**Task objective:** Reproduce the listing below, replacing "concrete" with "stone" and changing nothing else. Leave the pictures out.

Collected data entries

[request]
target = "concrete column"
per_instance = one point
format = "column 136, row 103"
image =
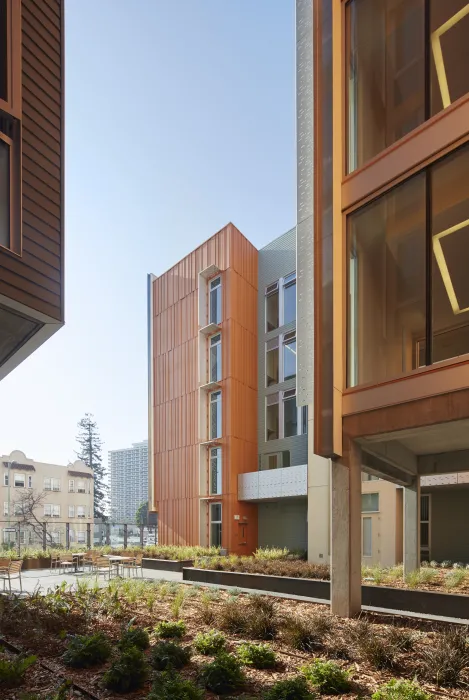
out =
column 411, row 527
column 346, row 535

**Answer to this exercise:**
[request]
target = "stone column"
per_instance = one point
format = "column 136, row 103"
image =
out =
column 411, row 527
column 346, row 535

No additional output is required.